- **Input data**:

▼

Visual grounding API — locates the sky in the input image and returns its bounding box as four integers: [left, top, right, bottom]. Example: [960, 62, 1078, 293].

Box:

▲
▼

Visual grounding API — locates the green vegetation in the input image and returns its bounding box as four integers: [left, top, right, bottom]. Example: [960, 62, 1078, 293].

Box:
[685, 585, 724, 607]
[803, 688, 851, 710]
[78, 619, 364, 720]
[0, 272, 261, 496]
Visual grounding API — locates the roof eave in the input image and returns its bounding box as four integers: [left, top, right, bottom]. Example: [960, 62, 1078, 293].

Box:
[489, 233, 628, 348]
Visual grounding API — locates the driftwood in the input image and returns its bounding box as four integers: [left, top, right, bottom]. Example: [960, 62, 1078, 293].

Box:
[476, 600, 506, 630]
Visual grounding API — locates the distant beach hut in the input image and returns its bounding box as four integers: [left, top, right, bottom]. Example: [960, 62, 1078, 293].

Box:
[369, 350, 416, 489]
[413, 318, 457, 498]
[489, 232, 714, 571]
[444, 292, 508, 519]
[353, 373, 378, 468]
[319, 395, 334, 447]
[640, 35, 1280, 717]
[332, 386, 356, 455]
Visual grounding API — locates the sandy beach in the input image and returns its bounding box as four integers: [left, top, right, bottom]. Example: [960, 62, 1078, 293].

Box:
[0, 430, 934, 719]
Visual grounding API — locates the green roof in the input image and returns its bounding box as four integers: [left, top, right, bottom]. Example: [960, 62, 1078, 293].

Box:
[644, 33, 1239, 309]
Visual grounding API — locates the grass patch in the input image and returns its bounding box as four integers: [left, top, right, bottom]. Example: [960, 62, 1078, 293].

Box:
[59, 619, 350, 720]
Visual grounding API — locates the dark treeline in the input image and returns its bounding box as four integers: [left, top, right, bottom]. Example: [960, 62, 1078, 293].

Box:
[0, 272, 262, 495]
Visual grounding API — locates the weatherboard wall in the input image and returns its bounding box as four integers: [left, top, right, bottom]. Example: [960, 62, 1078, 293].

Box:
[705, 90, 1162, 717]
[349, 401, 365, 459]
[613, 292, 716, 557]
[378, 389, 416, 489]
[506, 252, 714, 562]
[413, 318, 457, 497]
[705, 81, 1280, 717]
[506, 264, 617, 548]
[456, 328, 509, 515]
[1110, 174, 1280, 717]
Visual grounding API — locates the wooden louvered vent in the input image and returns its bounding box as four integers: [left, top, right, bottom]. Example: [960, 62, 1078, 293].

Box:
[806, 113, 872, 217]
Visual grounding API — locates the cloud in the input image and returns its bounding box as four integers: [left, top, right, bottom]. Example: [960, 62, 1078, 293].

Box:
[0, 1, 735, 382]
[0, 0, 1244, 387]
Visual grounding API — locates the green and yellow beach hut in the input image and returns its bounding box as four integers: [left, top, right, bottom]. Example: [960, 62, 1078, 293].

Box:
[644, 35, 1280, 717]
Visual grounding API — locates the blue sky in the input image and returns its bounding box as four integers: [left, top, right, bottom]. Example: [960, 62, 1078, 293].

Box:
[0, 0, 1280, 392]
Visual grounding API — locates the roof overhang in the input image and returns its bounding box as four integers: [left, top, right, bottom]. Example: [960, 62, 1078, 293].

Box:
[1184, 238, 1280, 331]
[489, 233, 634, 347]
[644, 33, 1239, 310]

▲

- **Do this**:
Identify every line in the listing above that contains the string "weatherboard", and copy each such line in full. Treat the match as case-sensitive.

- **Answer to the exercise**:
Visual grounding API — locates the weatherboard wall in the input image and returns its bounding box as four integers: [left, top, right, bottom]. Example: [960, 62, 1078, 293].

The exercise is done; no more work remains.